WHAT YOU SHOULD DO: Reproduce the passage below on SARS-CoV-2 wastewater testing word for word, from "1. Introduction" to "academic research laboratories16.".

---- EXTRACT

Abstract
Wastewater-based testing for SARS-CoV-2 is a novel tool for public health monitoring, but additional laboratory capacity is needed to provide routine monitoring at all locations where it has the potential to be useful. Few standardization practices for SARS-CoV-2 wastewater analysis currently exist, and quality assurance/quality control procedures may vary across laboratories. Alongside counterparts at many academic institutions, we built out a laboratory for routine monitoring of wastewater at the University of California, Berkeley. Here, we detail our group’s establishment of a wastewater testing laboratory including standard operating procedures, laboratory buildout and workflow, and a quality assurance plan. We present a complete data analysis pipeline and quality scoring framework and discuss the data reporting process. We hope that this information will aid others at research institutions, public health departments, and wastewater agencies in developing programs to support wastewater monitoring for public health decision-making.
1. Introduction
Wastewater-based epidemiology (WBE) is a pandemic response tool that provides population-level public health information to complement clinical testing and other epidemiological data1–5. At the outset of the coronavirus disease 2019 (COVID-19) pandemic, academic, commercial, and wastewater utility laboratories developed and optimized protocols for concentration, extraction, and quantification of SARS-CoV-2 RNA from wastewater1,2,5–14. Due to an unprecedented level of collaboration,15 standard operating procedures (SOPs) and commercial kits now enable routine wastewater monitoring. However, in many locales, implementation of WBE is still in the early stages or is housed in academic research laboratories16.

--------
---- DATA UNDER STUDY

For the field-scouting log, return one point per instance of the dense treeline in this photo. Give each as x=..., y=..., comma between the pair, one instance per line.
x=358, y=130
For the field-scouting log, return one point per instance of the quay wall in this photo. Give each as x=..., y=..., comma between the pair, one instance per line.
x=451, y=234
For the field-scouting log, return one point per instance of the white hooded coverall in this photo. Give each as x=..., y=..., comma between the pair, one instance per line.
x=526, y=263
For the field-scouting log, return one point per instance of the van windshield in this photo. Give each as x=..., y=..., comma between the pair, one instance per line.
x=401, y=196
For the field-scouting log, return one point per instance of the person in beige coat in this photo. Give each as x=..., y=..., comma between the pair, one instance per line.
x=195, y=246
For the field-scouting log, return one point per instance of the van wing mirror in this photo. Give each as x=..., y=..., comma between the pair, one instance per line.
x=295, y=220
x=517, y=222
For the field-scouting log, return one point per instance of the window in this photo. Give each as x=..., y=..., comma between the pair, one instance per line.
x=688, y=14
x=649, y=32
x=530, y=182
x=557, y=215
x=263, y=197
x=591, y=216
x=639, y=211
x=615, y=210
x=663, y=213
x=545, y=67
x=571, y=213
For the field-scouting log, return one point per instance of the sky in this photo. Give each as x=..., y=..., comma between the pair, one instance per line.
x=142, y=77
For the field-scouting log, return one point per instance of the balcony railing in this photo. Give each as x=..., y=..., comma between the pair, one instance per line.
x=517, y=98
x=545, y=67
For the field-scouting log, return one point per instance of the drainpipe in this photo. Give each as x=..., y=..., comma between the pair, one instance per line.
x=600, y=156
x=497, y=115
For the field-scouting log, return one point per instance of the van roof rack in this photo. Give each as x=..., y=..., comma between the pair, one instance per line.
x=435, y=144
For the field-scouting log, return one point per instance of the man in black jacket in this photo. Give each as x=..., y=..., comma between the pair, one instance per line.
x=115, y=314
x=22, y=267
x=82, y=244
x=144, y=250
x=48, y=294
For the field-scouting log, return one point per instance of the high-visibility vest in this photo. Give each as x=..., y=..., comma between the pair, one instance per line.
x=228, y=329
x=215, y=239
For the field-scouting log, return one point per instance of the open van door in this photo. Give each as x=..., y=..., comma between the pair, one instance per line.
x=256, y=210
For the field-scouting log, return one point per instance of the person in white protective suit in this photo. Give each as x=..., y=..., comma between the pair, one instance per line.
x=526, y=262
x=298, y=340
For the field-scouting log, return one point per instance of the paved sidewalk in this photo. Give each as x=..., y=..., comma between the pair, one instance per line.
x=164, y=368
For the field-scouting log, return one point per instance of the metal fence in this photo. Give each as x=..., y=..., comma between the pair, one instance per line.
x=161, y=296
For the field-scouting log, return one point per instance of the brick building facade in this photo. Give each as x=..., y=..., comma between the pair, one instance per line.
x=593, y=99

--------

RESPONSE AREA:
1. Introduction
Wastewater-based epidemiology (WBE) is a pandemic response tool that provides population-level public health information to complement clinical testing and other epidemiological data1–5. At the outset of the coronavirus disease 2019 (COVID-19) pandemic, academic, commercial, and wastewater utility laboratories developed and optimized protocols for concentration, extraction, and quantification of SARS-CoV-2 RNA from wastewater1,2,5–14. Due to an unprecedented level of collaboration,15 standard operating procedures (SOPs) and commercial kits now enable routine wastewater monitoring. However, in many locales, implementation of WBE is still in the early stages or is housed in academic research laboratories16.